## Given task
Answer the following from the passage on homework follow-up practices below.
1. Which homework follow-up practice do teachers use in class most often at elementary and middle school levels?
2. What three types of written homework feedback did Cardelle and Corno (1981) and Elawar and Corno (1985) examine?
3. Through what did Núñez et al. (2014) report an indirect relationship between homework feedback and academic achievement?

## Selected passage
───

Research on homework, with a particular focus on the homework follow-up practices commonly used by teachers, has looked into various practices such as homework control perceived by students (e.g., Trautwein et al., 2006a,b), teachers' feedback on homework (Cardelle and Corno, 1981; Elawar and Corno, 1985), and feedback on homework perceived by students (e.g., Xu, 2008, 2010). Studies conducted in several countries (e.g., Germany, Hong Kong, Singapore) reported homework control (i.e., checking whether students have completed their homework) as the homework follow-up practice teachers use in class most often in elementary and middle school levels (see Trautwein et al., 2009a; Kaur, 2011; Zhu and Leung, 2012). However, studies carried out in mathematics and French as a second language concluded that controlling homework completion reported by middle school students, or controlling students' homework style reported by teachers (e.g., “By looking at a student's assignment, I can quickly tell how much effort he/she has put into it”) did not have any effect on middle school students' achievement (Trautwein et al., 2002, 2009a). To our knowledge, only the study by Trautwein et al. (2006b) found a positive predictive effect of homework control perceived by middle school students on students' homework effort in French as a Foreign Language at the student level but not at the class level.

Regarding homework feedback, Walberg and Paik (2000) described “[homework feedback as] the key to maximizing the positive impact of homework” (p. 9). In fact, the literature has evidenced a positive relationship between homework feedback and students' outcomes. For example, Xu (2008, 2010) examined the benefits of homework feedback using a measure of teacher's feedback on homework. This measure assessed middle and high school students' perceptions on topics such as: discussing homework, collecting homework, checking homework, grading homework [i.e., assigning numerical grades for homework], and counting homework completion for students' overall grade. However, Xu (2008); Xu (2010) did notanalyzed the impact of any particular feedback practice. The same author found a positive relationship between homework feedback provided by teachers (as perceived by the middle and high school students) and students' interest in homework (Xu, 2008); students' homework management (Xu, 2012; Xu and Wu, 2013); and students' homework completion (Xu, 2011). More recently, Núñez et al. (2014) analyzed the relationship between teachers' homework feedback as perceived by students from the fifth to the twelfth grade and academic achievement, and reported an indirect relationship between homework feedback and academic achievement through students' homework behaviors (e.g., amount of homework completed).

Other studies on homework have examined the effects of written feedback on students' academic outcomes. In particular, Cardelle and Corno (1981) and Elawar and Corno (1985), examined the effects of three types of written homework feedback (i.e., praise, constructive criticism, constructive criticism plus praise) using an experimental design, and concluded that student's performance when given constructive criticism plus praise was higher than when given the other two types of feedback in primary education (Elawar and Corno, 1985) or in higher education (Cardelle and Corno, 1981). These results stress how important teachers' feedback may be not only because of its positive effect on homework, but also because it provides students with information on how to improve their work (Cardelle and Corno, 1981). The synthesis by Walberg et al. (1985) confirmed the results of previous studies and showed that “commented upon or graded homework” (p.76) increased the positive effect of homework on academic achievement of elementary and secondary students.

───

Records excerpted from a collection
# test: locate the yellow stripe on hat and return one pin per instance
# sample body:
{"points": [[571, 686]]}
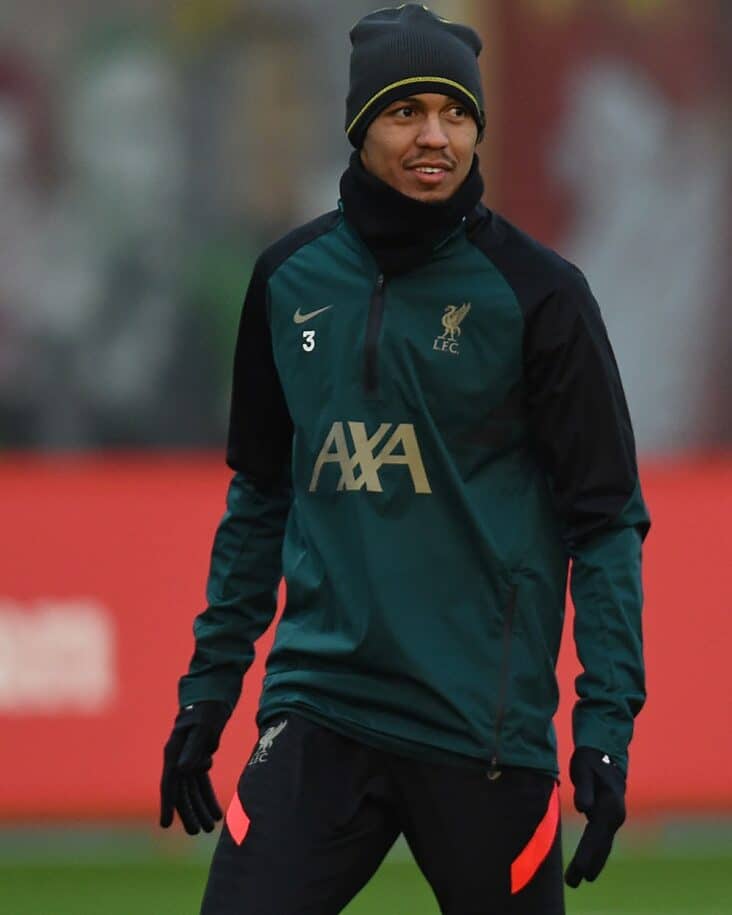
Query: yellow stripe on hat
{"points": [[405, 82]]}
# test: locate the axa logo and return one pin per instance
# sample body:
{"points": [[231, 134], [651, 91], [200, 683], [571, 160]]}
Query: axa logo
{"points": [[360, 460], [451, 321]]}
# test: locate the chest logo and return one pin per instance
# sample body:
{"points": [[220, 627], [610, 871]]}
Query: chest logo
{"points": [[453, 317], [360, 467], [261, 753]]}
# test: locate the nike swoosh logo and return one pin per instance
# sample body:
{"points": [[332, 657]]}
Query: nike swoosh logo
{"points": [[301, 319]]}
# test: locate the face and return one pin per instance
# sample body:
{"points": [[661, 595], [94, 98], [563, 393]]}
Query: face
{"points": [[422, 145]]}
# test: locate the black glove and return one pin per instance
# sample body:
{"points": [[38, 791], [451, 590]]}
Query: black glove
{"points": [[599, 792], [185, 785]]}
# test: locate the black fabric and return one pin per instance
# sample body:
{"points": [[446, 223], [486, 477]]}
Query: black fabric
{"points": [[599, 793], [260, 427], [402, 232], [324, 810], [406, 46], [577, 412], [185, 785]]}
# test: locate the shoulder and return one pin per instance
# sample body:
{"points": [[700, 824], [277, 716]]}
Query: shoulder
{"points": [[534, 271], [280, 251]]}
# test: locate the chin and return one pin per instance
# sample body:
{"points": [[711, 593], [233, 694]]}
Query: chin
{"points": [[428, 196]]}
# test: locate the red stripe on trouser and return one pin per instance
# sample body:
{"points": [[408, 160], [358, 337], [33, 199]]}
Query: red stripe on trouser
{"points": [[538, 847], [237, 820]]}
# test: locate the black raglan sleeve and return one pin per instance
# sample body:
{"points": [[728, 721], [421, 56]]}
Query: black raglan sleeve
{"points": [[260, 428], [246, 558], [582, 435]]}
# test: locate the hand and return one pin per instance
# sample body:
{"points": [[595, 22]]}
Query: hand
{"points": [[599, 792], [186, 785]]}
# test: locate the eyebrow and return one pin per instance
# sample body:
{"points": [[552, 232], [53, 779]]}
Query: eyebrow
{"points": [[413, 100]]}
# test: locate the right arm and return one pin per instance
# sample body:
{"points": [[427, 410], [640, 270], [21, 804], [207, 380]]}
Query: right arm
{"points": [[246, 558]]}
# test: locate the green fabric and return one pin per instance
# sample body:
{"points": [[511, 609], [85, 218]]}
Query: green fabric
{"points": [[607, 595], [427, 618], [241, 592]]}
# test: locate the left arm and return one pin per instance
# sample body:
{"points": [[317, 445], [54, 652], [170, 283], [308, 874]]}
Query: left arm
{"points": [[582, 434]]}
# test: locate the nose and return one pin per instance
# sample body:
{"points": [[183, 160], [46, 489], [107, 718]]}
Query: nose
{"points": [[432, 134]]}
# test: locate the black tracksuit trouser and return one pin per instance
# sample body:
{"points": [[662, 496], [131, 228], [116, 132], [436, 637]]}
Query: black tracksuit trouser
{"points": [[315, 813]]}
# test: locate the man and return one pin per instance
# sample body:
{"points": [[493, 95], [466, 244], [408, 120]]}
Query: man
{"points": [[427, 423]]}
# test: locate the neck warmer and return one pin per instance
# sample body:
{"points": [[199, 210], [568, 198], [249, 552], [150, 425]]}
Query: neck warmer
{"points": [[401, 232]]}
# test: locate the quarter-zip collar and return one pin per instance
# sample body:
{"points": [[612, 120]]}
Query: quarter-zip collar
{"points": [[402, 233]]}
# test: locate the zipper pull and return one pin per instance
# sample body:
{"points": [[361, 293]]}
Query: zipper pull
{"points": [[494, 772]]}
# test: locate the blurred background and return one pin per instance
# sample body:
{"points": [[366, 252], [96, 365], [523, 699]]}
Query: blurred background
{"points": [[148, 151]]}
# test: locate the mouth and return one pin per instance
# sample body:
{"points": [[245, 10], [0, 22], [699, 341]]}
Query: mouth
{"points": [[431, 175]]}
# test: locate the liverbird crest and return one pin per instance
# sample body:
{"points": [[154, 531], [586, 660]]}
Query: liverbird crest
{"points": [[452, 319]]}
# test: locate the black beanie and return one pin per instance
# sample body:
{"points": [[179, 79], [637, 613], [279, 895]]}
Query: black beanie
{"points": [[404, 51]]}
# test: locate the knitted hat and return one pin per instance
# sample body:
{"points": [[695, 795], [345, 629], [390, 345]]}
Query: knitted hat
{"points": [[408, 50]]}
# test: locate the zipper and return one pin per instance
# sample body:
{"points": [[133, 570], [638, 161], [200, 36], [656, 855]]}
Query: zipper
{"points": [[494, 772], [373, 329]]}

───

## Output
1. Homework control, meaning checking whether students have completed their homework.
2. Praise, constructive criticism, and constructive criticism plus praise.
3. Students' homework behaviors, such as the amount of homework completed.